■ Work to be completed ■
Exactly as written, output each of the entries below.
**** Records for this exercise
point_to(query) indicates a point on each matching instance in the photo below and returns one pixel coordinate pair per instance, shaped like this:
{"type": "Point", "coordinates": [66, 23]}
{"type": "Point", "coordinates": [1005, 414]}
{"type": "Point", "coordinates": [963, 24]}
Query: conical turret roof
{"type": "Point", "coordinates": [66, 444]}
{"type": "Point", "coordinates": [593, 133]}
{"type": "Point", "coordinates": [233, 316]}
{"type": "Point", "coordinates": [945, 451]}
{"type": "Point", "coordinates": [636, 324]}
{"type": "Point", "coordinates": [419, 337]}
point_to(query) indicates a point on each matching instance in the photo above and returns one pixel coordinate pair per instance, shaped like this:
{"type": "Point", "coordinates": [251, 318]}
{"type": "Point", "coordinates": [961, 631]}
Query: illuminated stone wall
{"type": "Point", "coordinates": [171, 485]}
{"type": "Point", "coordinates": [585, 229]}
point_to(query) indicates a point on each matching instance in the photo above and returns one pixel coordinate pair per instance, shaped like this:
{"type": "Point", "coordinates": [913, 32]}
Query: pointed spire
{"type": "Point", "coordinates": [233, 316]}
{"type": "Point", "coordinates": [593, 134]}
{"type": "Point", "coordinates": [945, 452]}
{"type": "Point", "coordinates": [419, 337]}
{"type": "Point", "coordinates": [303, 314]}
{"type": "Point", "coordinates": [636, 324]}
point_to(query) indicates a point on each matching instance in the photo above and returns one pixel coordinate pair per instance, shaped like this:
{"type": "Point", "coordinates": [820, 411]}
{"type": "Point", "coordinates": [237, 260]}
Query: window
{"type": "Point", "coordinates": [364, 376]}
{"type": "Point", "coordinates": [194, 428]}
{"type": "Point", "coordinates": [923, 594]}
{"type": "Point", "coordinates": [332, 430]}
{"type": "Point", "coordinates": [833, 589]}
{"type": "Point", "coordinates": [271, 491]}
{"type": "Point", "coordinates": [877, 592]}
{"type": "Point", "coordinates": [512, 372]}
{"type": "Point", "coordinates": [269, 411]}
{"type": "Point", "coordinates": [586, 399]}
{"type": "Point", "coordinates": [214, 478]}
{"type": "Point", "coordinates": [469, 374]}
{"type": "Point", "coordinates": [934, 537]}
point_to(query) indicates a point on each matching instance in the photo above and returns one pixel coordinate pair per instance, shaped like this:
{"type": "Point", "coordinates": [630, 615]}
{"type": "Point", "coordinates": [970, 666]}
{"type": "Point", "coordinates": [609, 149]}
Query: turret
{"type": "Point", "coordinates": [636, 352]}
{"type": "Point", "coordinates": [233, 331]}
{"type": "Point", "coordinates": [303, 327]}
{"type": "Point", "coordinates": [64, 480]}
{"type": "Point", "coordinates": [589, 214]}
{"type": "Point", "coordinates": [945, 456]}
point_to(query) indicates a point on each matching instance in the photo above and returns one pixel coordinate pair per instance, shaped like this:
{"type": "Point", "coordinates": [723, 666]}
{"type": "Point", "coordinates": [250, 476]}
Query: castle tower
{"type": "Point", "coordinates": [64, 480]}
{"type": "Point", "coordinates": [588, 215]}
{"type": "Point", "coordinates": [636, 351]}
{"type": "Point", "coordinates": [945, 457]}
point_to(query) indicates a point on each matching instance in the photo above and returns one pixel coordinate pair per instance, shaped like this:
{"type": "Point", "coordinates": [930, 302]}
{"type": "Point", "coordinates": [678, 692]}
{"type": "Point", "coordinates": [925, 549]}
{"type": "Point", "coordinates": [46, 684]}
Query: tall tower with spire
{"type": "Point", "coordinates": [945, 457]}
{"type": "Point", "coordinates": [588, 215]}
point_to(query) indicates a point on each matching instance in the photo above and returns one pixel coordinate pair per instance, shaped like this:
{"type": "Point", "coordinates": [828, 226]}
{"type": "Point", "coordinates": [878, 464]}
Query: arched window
********
■ Exercise output ■
point_to(query) indicates a point on each matching instance in the photo below and returns one pixel coordinate pair per instance, shaped like this:
{"type": "Point", "coordinates": [66, 23]}
{"type": "Point", "coordinates": [1005, 414]}
{"type": "Point", "coordinates": [963, 24]}
Query: conical turret roof
{"type": "Point", "coordinates": [66, 444]}
{"type": "Point", "coordinates": [593, 133]}
{"type": "Point", "coordinates": [233, 316]}
{"type": "Point", "coordinates": [945, 451]}
{"type": "Point", "coordinates": [636, 324]}
{"type": "Point", "coordinates": [419, 337]}
point_to(query) indicates a point on each matching instance in the photo above and returns one pixel coordinate pair per instance, shaped like this:
{"type": "Point", "coordinates": [251, 318]}
{"type": "Point", "coordinates": [961, 631]}
Query: illuminated stone wall
{"type": "Point", "coordinates": [171, 485]}
{"type": "Point", "coordinates": [585, 229]}
point_to(query) indicates a point on each matching instance in the photo above and returns one pixel coordinate pair per instance, shaped like this:
{"type": "Point", "coordinates": [913, 32]}
Query: pointed spire
{"type": "Point", "coordinates": [233, 316]}
{"type": "Point", "coordinates": [593, 134]}
{"type": "Point", "coordinates": [945, 452]}
{"type": "Point", "coordinates": [419, 337]}
{"type": "Point", "coordinates": [303, 314]}
{"type": "Point", "coordinates": [636, 324]}
point_to(query) indicates a point on each matching instance in the photo above and returns one pixel coordinate pair per instance, shaped like this:
{"type": "Point", "coordinates": [820, 411]}
{"type": "Point", "coordinates": [237, 260]}
Query: window
{"type": "Point", "coordinates": [364, 376]}
{"type": "Point", "coordinates": [194, 428]}
{"type": "Point", "coordinates": [923, 594]}
{"type": "Point", "coordinates": [332, 430]}
{"type": "Point", "coordinates": [833, 589]}
{"type": "Point", "coordinates": [271, 491]}
{"type": "Point", "coordinates": [877, 592]}
{"type": "Point", "coordinates": [512, 372]}
{"type": "Point", "coordinates": [269, 411]}
{"type": "Point", "coordinates": [586, 399]}
{"type": "Point", "coordinates": [214, 478]}
{"type": "Point", "coordinates": [469, 374]}
{"type": "Point", "coordinates": [934, 537]}
point_to(query) indicates a point on each matching instance in the photo above and returns one pixel coordinate pair per instance, shaped like this:
{"type": "Point", "coordinates": [630, 615]}
{"type": "Point", "coordinates": [970, 666]}
{"type": "Point", "coordinates": [609, 149]}
Query: turret
{"type": "Point", "coordinates": [636, 352]}
{"type": "Point", "coordinates": [233, 331]}
{"type": "Point", "coordinates": [303, 327]}
{"type": "Point", "coordinates": [64, 480]}
{"type": "Point", "coordinates": [589, 214]}
{"type": "Point", "coordinates": [945, 456]}
point_to(query) indicates a point on each matching instance in the photo above and returns one pixel coordinate pair per instance, shaped like this:
{"type": "Point", "coordinates": [723, 666]}
{"type": "Point", "coordinates": [250, 476]}
Query: castle tower
{"type": "Point", "coordinates": [64, 480]}
{"type": "Point", "coordinates": [588, 215]}
{"type": "Point", "coordinates": [636, 351]}
{"type": "Point", "coordinates": [945, 457]}
point_to(query) indicates a point on each matching instance in the photo above and returns one pixel coordinate pair per instance, shaped like this:
{"type": "Point", "coordinates": [930, 302]}
{"type": "Point", "coordinates": [678, 692]}
{"type": "Point", "coordinates": [925, 549]}
{"type": "Point", "coordinates": [46, 684]}
Query: tall tower with spire
{"type": "Point", "coordinates": [945, 457]}
{"type": "Point", "coordinates": [588, 215]}
point_to(query) indicates a point on each matching instance in the photo above and returns one pixel coordinate pair per instance, shaped like this:
{"type": "Point", "coordinates": [828, 226]}
{"type": "Point", "coordinates": [878, 464]}
Query: arched window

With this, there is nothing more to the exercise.